WORK REQUIRED ▸
In the entries below, return only the line containing "Tag the bee" and those after it, exactly, through the last line.

EXTRACTED DATA ▸
▶

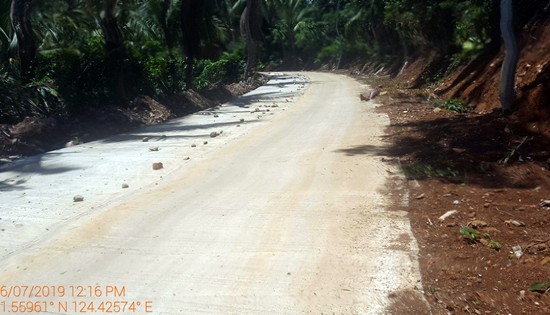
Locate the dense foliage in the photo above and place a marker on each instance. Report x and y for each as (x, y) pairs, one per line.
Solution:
(57, 56)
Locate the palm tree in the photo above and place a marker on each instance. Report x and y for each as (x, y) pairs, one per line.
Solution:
(252, 30)
(20, 15)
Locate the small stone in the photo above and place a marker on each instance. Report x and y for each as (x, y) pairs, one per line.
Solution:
(517, 251)
(447, 215)
(478, 223)
(517, 223)
(545, 261)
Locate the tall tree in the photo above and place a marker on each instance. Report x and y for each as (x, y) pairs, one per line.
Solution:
(20, 15)
(114, 45)
(253, 32)
(190, 27)
(510, 59)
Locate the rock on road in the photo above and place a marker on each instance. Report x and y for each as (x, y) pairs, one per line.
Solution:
(287, 215)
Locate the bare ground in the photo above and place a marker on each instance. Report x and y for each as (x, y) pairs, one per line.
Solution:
(495, 174)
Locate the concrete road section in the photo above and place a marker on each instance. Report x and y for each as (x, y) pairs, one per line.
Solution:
(272, 204)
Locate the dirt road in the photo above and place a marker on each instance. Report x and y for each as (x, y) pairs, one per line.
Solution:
(287, 218)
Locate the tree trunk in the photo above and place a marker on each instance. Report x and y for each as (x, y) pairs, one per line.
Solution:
(508, 74)
(26, 42)
(168, 37)
(114, 45)
(252, 29)
(190, 24)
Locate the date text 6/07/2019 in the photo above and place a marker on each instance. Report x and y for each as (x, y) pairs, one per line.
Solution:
(49, 291)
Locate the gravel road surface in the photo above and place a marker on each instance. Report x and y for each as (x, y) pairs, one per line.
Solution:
(282, 212)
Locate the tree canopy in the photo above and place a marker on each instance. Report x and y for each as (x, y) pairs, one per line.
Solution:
(57, 56)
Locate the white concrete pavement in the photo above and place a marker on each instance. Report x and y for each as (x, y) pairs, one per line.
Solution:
(285, 214)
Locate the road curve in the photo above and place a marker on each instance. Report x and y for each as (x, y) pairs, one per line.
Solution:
(287, 218)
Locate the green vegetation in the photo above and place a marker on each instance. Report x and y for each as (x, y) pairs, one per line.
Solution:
(420, 171)
(57, 56)
(455, 105)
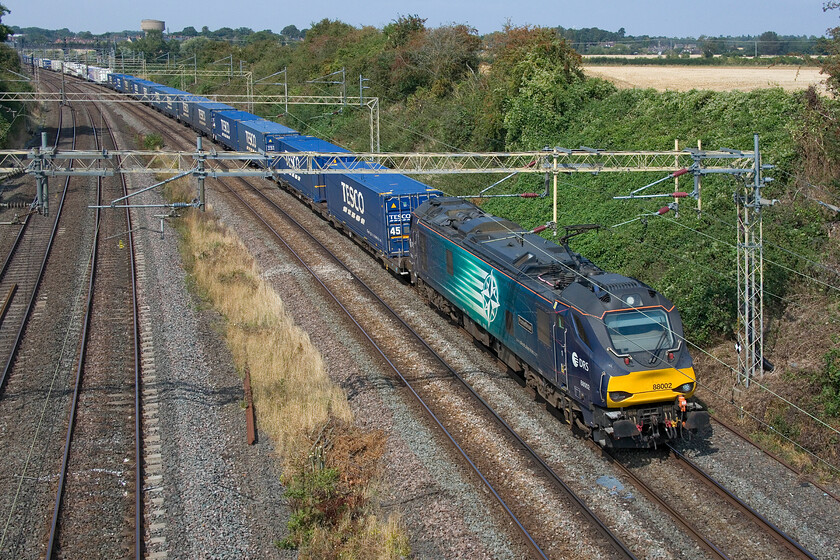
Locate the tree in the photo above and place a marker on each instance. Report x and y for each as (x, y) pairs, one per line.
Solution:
(769, 43)
(290, 32)
(831, 65)
(5, 30)
(403, 29)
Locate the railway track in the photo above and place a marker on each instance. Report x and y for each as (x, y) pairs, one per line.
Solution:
(719, 521)
(38, 380)
(97, 499)
(23, 269)
(710, 550)
(403, 362)
(403, 359)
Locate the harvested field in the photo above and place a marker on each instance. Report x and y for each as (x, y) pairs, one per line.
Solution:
(715, 78)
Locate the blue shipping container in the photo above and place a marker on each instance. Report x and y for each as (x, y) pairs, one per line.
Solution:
(310, 185)
(225, 127)
(378, 207)
(118, 82)
(167, 99)
(201, 114)
(261, 135)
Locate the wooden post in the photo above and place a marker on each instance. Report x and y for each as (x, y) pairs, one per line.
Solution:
(250, 417)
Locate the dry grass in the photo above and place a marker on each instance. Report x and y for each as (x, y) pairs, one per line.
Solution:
(305, 414)
(715, 78)
(292, 393)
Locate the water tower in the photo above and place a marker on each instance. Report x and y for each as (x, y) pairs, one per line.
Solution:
(152, 25)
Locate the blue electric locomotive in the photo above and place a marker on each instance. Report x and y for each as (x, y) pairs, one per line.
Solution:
(605, 349)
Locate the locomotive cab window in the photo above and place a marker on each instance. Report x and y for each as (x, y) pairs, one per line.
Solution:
(544, 327)
(580, 330)
(639, 331)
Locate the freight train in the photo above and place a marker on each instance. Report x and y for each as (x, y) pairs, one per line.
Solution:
(605, 350)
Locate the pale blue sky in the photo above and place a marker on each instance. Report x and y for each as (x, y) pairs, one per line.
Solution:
(675, 18)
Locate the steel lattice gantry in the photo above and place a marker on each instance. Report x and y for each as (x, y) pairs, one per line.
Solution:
(46, 162)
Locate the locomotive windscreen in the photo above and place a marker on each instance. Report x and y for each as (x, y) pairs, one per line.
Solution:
(639, 331)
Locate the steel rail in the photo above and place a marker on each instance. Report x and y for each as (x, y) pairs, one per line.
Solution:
(705, 543)
(138, 433)
(53, 534)
(597, 523)
(778, 459)
(783, 538)
(530, 540)
(31, 305)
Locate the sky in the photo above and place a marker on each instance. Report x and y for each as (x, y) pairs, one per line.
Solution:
(672, 18)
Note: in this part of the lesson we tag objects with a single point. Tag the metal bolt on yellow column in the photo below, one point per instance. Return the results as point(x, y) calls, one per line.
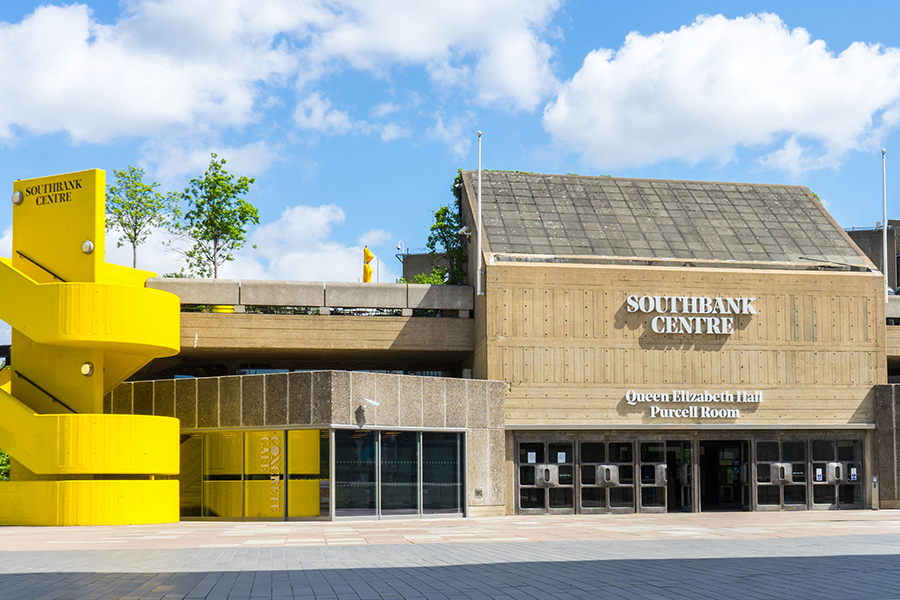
point(80, 327)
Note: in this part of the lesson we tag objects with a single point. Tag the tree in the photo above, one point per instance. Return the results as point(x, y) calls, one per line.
point(134, 208)
point(444, 241)
point(216, 219)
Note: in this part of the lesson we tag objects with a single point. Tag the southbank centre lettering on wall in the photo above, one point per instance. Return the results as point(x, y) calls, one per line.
point(702, 405)
point(53, 193)
point(691, 314)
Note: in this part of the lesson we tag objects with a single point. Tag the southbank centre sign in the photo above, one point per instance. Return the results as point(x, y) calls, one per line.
point(691, 314)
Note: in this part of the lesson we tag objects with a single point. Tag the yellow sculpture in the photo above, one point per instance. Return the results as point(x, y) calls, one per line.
point(80, 327)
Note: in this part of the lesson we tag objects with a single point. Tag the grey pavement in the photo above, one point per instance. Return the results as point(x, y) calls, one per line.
point(766, 565)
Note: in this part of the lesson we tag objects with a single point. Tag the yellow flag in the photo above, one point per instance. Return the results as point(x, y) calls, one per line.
point(367, 270)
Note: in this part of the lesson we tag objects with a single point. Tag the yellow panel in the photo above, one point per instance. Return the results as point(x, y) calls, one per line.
point(222, 453)
point(264, 498)
point(80, 327)
point(303, 498)
point(57, 215)
point(105, 502)
point(303, 452)
point(222, 499)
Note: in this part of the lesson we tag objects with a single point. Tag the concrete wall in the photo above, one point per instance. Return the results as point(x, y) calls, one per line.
point(316, 293)
point(887, 444)
point(335, 398)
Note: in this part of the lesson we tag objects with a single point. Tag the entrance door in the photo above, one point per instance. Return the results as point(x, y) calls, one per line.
point(837, 473)
point(722, 482)
point(680, 474)
point(653, 477)
point(781, 475)
point(546, 478)
point(606, 477)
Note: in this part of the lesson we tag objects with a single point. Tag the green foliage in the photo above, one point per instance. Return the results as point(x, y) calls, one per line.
point(133, 208)
point(216, 219)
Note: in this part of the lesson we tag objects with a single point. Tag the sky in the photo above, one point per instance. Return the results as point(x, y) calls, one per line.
point(354, 115)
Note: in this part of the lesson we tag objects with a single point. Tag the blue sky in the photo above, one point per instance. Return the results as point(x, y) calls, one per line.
point(353, 115)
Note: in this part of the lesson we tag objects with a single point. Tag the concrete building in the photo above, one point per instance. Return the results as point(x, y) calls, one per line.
point(640, 346)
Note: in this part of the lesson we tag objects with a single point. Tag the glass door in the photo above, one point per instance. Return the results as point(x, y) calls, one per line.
point(837, 474)
point(653, 477)
point(546, 478)
point(606, 477)
point(781, 475)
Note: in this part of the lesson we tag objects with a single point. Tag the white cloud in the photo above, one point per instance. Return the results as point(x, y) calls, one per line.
point(384, 109)
point(298, 247)
point(315, 113)
point(175, 160)
point(705, 90)
point(453, 134)
point(392, 131)
point(96, 81)
point(209, 65)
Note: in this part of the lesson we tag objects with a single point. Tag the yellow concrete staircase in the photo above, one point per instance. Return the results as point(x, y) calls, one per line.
point(80, 327)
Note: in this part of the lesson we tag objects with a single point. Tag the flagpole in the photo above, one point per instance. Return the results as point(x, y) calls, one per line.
point(480, 270)
point(884, 225)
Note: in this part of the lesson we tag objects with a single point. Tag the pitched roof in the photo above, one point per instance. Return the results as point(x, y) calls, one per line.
point(562, 215)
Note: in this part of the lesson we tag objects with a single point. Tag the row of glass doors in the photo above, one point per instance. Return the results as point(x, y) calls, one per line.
point(623, 476)
point(289, 474)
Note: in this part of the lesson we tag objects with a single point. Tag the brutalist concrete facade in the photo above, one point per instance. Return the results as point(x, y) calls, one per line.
point(335, 399)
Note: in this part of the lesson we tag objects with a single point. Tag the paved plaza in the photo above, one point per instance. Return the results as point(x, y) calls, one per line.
point(849, 554)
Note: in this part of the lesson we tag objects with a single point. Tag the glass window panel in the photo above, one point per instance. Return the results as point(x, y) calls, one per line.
point(526, 475)
point(531, 498)
point(593, 452)
point(308, 473)
point(621, 497)
point(354, 472)
point(653, 452)
point(589, 475)
point(531, 453)
point(399, 473)
point(794, 451)
point(849, 450)
point(849, 494)
point(823, 450)
point(264, 453)
point(795, 494)
point(191, 475)
point(562, 498)
point(768, 495)
point(767, 451)
point(593, 498)
point(560, 453)
point(823, 494)
point(653, 496)
point(223, 463)
point(442, 488)
point(621, 452)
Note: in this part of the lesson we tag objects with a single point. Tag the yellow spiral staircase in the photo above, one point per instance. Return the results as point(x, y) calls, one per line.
point(80, 327)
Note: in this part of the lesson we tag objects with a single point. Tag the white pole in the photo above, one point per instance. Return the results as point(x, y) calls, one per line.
point(480, 270)
point(884, 225)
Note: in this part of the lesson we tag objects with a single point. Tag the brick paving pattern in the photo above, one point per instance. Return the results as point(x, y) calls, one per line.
point(851, 554)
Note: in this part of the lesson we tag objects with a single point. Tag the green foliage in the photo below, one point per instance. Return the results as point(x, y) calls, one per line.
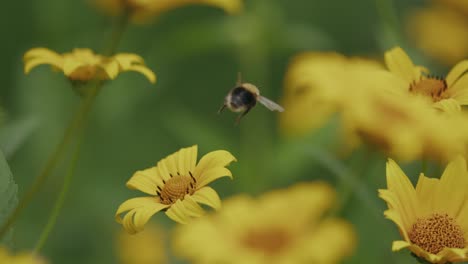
point(8, 194)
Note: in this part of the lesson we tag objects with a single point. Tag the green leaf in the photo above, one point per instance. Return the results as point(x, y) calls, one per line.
point(8, 195)
point(13, 134)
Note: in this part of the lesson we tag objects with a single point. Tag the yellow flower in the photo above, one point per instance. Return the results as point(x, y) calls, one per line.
point(176, 184)
point(433, 217)
point(460, 5)
point(440, 32)
point(83, 65)
point(404, 127)
point(453, 86)
point(315, 84)
point(21, 258)
point(283, 226)
point(142, 10)
point(146, 247)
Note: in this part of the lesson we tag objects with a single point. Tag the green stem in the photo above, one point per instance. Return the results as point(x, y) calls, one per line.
point(60, 199)
point(424, 166)
point(52, 162)
point(389, 18)
point(76, 122)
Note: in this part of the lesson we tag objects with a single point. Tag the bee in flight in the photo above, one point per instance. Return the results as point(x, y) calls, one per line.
point(243, 97)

◀

SOLUTION BELOW ▸
Note: in this part of the lesson we tag objects with a single point. Tag the bee in flight in the photo above, one point per instance. Return the results as point(x, y) calls, one per line.
point(243, 97)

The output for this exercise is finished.